Give again, word for word, each line below starting at the one that contains "the red railing?" and ending at the one that contains "the man's face?".

Photo-based referring expression data
▬▬▬▬▬▬▬▬▬▬
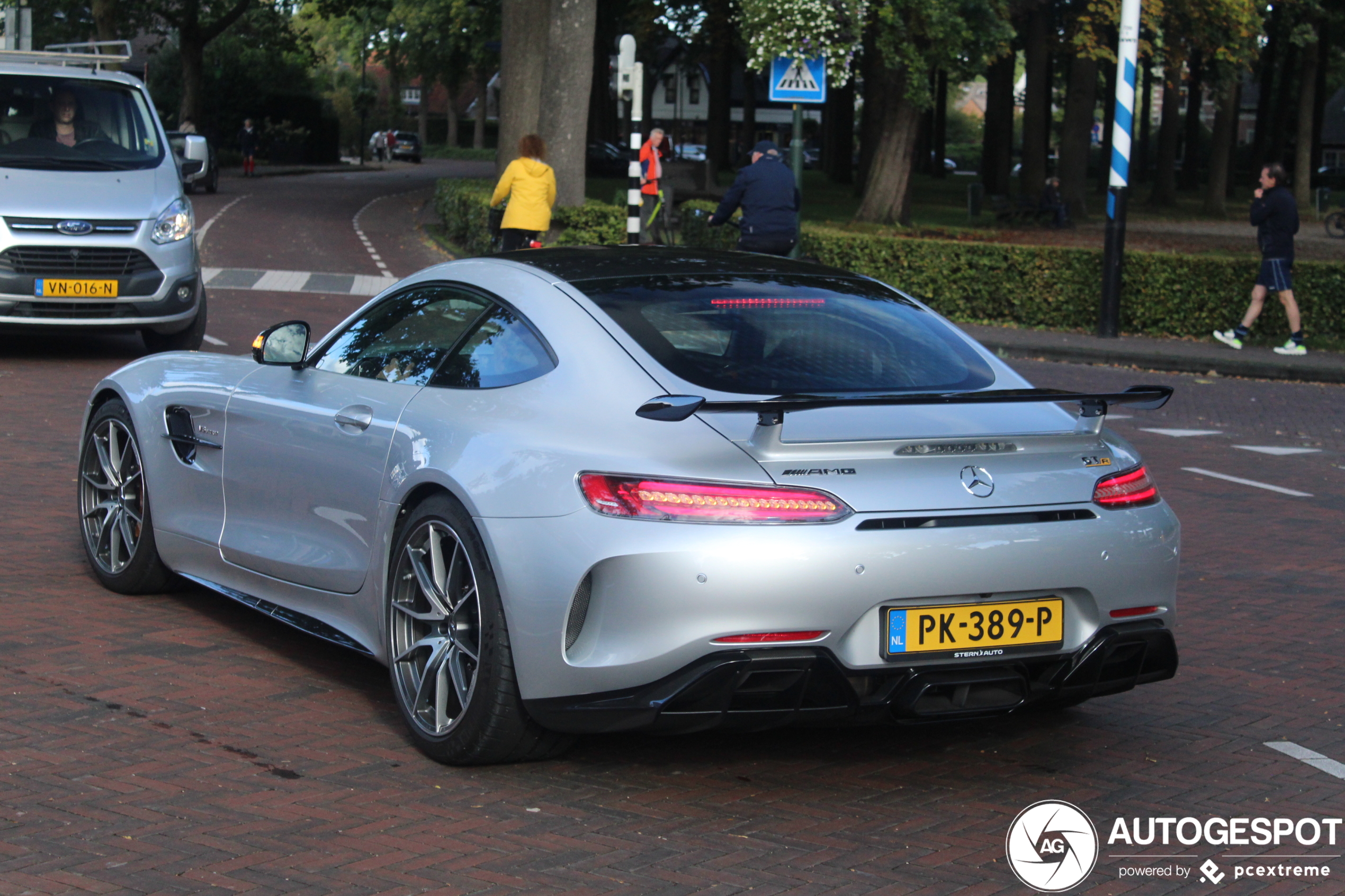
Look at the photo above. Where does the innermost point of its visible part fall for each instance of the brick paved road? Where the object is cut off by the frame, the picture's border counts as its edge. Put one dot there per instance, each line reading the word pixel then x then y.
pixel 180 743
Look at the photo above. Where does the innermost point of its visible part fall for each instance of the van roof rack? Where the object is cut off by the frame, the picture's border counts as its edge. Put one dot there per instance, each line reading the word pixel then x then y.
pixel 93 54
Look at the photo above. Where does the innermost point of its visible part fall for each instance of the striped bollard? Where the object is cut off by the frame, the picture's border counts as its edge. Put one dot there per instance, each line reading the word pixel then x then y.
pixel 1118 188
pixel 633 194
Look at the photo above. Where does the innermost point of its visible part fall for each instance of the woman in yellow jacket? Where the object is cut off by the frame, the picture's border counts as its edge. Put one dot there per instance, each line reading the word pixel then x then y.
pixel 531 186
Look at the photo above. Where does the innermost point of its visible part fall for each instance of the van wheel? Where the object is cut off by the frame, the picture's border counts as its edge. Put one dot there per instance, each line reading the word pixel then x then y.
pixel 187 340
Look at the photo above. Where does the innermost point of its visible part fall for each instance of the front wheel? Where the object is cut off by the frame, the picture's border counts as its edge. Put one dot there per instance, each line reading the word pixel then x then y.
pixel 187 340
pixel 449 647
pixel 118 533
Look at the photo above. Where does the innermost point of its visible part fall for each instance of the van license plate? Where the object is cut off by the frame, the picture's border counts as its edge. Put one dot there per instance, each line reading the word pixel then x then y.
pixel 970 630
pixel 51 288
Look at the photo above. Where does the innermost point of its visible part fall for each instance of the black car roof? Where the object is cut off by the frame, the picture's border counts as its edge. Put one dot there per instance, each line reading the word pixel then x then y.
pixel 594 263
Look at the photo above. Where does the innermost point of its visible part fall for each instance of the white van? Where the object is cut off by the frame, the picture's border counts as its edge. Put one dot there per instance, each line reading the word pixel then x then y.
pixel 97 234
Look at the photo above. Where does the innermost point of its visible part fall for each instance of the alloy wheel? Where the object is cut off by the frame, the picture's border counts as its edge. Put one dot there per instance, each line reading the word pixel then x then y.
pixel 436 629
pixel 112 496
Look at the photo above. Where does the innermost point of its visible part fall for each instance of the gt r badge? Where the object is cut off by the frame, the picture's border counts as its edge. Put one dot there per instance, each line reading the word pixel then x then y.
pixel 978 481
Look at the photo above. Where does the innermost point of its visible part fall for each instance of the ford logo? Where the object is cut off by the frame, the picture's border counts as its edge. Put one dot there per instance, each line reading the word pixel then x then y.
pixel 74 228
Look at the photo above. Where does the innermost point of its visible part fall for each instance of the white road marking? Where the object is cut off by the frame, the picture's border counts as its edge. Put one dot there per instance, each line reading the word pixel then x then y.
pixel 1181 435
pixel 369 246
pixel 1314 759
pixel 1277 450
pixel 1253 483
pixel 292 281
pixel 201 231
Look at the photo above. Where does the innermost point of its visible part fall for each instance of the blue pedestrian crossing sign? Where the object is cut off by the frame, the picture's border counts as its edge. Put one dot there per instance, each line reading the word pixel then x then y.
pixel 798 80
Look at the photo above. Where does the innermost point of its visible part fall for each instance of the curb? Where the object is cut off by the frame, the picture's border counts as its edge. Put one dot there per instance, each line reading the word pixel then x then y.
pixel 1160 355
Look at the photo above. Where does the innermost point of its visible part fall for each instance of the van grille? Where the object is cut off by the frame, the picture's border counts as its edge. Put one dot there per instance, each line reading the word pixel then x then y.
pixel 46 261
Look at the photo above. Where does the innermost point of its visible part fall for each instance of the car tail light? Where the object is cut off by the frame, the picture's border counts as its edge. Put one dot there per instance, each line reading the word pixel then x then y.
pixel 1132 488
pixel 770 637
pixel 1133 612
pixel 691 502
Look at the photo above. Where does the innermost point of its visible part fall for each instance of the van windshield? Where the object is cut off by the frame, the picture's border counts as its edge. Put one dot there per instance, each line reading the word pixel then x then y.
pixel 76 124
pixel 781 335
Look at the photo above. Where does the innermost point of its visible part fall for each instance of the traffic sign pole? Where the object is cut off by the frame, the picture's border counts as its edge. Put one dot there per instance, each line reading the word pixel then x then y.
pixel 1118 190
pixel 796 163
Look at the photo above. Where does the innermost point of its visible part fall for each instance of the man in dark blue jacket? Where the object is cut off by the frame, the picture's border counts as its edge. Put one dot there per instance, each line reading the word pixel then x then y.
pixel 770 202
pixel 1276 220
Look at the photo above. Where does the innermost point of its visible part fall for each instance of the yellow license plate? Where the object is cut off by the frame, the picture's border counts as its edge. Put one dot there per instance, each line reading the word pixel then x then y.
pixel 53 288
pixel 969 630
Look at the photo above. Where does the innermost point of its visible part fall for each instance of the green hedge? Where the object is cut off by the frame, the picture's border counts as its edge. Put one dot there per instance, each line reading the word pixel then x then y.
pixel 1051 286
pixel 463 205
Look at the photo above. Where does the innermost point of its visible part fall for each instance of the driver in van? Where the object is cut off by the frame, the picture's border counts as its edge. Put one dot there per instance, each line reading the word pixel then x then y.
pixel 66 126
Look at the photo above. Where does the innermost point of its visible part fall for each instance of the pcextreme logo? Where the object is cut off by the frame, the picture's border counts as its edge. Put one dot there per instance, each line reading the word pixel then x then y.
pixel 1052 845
▬▬▬▬▬▬▬▬▬▬
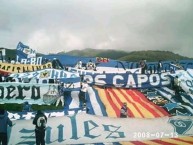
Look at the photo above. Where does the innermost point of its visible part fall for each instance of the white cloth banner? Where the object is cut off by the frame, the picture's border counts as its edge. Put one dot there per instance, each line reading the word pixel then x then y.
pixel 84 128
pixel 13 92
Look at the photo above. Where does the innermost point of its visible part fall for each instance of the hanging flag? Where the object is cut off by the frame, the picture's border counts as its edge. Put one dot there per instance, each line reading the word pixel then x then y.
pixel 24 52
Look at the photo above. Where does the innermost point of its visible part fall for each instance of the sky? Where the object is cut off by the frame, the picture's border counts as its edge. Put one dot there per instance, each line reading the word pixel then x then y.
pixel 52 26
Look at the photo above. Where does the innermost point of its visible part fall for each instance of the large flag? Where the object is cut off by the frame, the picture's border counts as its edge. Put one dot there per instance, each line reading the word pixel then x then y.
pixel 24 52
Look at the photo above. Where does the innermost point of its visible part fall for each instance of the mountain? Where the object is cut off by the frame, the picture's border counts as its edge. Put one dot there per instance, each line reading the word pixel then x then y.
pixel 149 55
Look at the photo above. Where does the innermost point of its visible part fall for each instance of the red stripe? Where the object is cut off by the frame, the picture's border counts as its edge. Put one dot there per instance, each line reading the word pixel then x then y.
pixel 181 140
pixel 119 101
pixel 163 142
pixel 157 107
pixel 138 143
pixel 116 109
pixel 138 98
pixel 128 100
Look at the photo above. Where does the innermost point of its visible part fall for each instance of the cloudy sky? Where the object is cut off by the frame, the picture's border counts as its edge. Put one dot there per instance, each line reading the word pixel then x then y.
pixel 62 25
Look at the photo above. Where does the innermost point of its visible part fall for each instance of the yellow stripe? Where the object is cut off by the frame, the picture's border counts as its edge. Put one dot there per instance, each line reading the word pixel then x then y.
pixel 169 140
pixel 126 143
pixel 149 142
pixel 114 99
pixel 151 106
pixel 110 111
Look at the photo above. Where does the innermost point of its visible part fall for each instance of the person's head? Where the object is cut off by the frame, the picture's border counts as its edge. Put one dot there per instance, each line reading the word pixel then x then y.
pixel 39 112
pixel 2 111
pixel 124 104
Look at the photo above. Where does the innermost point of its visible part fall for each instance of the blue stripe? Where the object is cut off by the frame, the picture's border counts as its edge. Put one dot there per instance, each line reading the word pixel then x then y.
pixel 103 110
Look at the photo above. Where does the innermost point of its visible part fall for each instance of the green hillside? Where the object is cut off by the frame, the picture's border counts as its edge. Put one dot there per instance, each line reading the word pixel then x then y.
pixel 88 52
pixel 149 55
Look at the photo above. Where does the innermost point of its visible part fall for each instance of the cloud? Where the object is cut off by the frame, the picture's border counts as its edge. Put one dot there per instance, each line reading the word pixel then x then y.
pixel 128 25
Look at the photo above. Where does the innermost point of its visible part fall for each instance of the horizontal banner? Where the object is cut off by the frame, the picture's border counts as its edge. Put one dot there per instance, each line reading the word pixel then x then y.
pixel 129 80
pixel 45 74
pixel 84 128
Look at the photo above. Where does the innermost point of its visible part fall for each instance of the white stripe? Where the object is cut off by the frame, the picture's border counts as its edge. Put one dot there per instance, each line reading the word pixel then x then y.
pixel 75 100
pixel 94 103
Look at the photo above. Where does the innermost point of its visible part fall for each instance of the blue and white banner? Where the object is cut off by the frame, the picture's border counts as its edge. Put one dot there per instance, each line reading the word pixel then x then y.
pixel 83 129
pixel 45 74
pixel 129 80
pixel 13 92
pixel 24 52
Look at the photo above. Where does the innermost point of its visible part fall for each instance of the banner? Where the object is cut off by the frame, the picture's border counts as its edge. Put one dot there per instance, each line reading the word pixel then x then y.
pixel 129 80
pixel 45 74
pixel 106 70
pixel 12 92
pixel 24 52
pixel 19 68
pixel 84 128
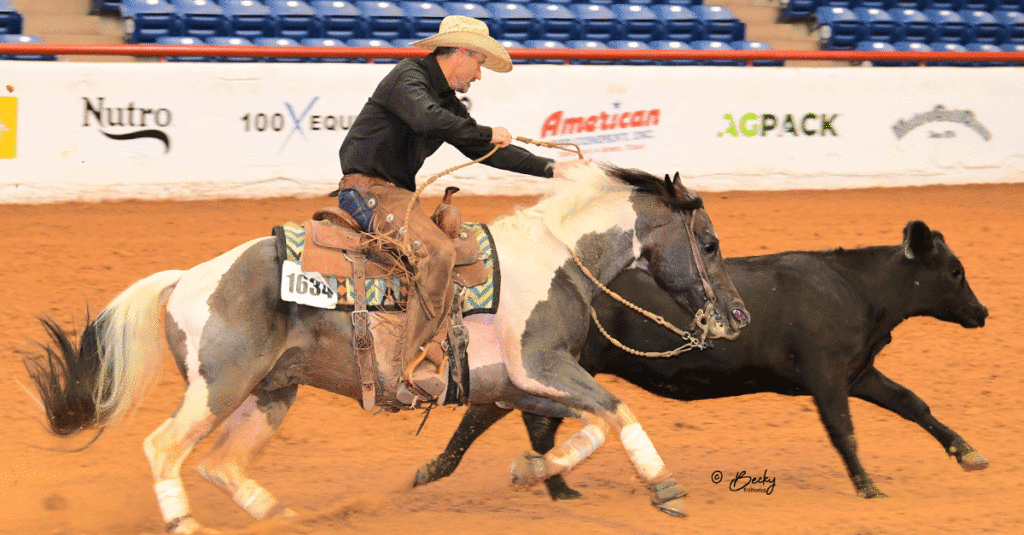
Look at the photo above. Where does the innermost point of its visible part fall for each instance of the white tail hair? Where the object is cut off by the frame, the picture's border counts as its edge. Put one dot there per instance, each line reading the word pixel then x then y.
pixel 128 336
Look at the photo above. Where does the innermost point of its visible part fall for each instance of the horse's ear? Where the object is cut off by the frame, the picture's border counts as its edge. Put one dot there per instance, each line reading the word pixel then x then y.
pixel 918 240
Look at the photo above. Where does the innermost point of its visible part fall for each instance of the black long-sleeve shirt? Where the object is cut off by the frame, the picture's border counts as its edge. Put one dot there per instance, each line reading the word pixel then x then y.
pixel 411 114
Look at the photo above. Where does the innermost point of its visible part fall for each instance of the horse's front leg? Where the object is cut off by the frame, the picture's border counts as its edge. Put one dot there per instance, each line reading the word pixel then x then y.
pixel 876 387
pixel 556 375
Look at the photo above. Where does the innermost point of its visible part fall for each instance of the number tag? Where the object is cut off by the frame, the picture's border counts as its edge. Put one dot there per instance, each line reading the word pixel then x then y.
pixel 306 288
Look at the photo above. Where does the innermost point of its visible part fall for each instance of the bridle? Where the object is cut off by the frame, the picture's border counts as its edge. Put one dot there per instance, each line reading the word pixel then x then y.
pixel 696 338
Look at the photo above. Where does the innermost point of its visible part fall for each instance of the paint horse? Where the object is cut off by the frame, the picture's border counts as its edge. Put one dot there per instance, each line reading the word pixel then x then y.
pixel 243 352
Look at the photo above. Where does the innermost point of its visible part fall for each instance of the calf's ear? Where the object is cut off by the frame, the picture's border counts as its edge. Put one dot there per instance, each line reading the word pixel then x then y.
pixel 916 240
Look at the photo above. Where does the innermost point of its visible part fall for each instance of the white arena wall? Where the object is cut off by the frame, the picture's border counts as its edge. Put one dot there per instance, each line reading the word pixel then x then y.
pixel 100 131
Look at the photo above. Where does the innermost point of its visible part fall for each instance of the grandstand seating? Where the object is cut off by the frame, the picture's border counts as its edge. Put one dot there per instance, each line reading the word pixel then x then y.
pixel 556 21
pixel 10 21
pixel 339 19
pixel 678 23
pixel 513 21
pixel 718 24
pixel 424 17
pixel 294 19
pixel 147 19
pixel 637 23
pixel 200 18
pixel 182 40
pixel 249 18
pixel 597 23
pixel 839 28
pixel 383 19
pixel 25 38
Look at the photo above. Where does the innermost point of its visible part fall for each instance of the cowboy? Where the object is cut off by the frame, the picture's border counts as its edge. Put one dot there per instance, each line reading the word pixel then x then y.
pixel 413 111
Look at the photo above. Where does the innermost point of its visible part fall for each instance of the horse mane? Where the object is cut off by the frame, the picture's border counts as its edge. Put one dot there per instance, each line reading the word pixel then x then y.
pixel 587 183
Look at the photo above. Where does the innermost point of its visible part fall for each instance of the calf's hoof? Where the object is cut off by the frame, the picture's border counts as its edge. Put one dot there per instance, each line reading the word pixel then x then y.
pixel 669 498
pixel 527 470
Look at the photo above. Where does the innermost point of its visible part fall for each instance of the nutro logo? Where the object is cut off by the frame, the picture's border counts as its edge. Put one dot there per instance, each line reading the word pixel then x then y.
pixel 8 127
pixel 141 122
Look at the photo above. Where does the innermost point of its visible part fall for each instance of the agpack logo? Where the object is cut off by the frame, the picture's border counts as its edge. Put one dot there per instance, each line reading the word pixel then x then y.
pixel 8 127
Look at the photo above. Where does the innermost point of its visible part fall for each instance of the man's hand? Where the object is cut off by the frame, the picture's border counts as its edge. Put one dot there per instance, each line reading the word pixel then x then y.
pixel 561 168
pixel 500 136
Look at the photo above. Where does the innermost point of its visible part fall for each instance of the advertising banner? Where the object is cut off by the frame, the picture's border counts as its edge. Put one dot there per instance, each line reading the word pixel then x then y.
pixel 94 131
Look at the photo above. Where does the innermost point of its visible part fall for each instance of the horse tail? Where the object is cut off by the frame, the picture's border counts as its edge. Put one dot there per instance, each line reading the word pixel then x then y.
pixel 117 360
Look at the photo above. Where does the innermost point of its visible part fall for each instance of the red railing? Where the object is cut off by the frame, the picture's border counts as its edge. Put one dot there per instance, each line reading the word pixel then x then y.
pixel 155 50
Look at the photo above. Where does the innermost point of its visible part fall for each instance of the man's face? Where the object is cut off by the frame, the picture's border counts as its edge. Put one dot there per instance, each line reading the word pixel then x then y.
▬▬▬▬▬▬▬▬▬▬
### ANSWER TO THE EXERCISE
Look at the photo above. Where does the innermost point of its visible part fall for each instance of the red railing? Where the object is cut off by the frame, the picture's border counts as its edge. Put one dot there per instance, each line reading the word pixel then x then y.
pixel 155 50
Look at the photo above. Where does the innermost point of its visible part fall for each instance of the man's face? Where the object is cut off by the frame, the picture's border counts as its edge. Put one dot there per instance, each line reading the word pixel then x then y.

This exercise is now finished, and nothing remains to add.